## EXTRACT PROVIDED
▼▼▼

Three P’s to Perfect Personalities

Over the years, I’ve heard hundreds of shows do thousands of breaks.  Most of us never really explore what we like about a break.  As a young program director, I relied much more on that it felt right.

Well, feelings aren’t going to make you a success.  Strategy and tactics will.  Judging content against a strategy is the ultimate test.  Does it fit the show’s plot?  Does it affirm positive imagery for the show that leads to a brand image?  Is it of the length and vibe that would resonate with the demo?

My friends at Coleman Insights talk about the Three T’s of Content.  It’s excellent and I’m jealous I didn’t think of it.  They get full credit for Topic (are you on the right topics), Treatment (what are you doing with that stellar content, so you own it), and Tone (how do you want the audience to feel after they hear it).

▲▲▲

## RECORDS PROVIDED
▼▼▼

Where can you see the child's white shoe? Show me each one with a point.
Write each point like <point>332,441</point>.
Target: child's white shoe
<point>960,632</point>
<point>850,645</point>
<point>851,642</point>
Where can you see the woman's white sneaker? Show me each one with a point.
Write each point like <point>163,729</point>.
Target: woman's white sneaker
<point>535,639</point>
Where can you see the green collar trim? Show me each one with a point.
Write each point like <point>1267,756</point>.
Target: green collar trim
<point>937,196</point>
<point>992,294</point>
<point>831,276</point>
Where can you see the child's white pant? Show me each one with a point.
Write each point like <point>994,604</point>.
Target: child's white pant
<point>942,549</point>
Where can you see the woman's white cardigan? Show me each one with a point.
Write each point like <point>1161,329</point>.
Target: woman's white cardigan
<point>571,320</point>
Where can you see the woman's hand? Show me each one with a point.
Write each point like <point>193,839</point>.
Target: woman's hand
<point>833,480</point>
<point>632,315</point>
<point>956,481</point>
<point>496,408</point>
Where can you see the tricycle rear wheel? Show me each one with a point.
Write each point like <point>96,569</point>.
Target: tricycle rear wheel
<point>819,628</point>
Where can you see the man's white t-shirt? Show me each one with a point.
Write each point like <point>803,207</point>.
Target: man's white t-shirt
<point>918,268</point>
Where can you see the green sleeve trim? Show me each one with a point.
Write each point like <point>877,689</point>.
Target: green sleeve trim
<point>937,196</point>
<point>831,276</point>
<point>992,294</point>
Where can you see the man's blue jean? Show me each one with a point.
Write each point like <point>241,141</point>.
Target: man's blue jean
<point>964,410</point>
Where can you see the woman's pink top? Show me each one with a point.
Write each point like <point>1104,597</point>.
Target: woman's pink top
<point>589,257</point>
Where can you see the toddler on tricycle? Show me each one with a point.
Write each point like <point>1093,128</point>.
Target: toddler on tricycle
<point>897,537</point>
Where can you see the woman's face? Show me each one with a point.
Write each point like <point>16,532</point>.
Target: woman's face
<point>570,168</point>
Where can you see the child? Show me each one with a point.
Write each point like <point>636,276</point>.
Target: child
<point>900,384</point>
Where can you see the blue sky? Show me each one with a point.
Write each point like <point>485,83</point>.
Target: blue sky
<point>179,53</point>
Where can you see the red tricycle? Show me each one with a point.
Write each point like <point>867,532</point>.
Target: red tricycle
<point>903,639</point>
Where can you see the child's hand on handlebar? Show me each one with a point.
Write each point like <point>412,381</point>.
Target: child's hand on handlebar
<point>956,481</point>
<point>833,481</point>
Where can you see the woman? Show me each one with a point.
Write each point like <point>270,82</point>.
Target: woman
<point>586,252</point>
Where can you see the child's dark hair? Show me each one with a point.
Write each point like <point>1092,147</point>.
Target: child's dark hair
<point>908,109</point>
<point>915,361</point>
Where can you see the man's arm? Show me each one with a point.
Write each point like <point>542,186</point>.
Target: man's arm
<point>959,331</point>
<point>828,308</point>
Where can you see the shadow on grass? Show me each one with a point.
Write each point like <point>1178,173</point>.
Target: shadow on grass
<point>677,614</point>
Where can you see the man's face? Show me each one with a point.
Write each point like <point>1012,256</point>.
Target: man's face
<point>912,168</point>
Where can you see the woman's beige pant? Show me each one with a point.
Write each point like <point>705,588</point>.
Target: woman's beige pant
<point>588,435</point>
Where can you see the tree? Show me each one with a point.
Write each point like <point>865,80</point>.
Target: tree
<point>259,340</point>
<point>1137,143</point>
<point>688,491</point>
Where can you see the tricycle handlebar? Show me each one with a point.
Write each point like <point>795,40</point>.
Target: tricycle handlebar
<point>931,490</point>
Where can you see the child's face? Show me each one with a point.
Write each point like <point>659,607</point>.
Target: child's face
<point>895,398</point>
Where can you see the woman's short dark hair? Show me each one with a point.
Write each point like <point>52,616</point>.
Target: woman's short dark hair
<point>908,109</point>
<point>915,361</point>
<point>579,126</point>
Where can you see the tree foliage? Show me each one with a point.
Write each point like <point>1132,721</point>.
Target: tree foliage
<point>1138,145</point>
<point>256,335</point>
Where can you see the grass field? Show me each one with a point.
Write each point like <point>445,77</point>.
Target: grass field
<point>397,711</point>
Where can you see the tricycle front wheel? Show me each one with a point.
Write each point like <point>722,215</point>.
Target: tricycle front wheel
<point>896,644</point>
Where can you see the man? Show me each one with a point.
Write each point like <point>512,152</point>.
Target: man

▲▲▲

## WORK INSTRUCTIONS
[1] In the radio personalities piece, what are the Three T's of Content that Coleman Insights talks about?
[2] Write out the radio personalities piece word for word from "Three P’s to" to "it felt right.".
The entries are separate material and have nothing to do with the text.

## EXPECTED OUTPUTS
[1] Topic, Treatment, and Tone.

[2]
Three P’s to Perfect Personalities

Over the years, I’ve heard hundreds of shows do thousands of breaks.  Most of us never really explore what we like about a break.  As a young program director, I relied much more on that it felt right.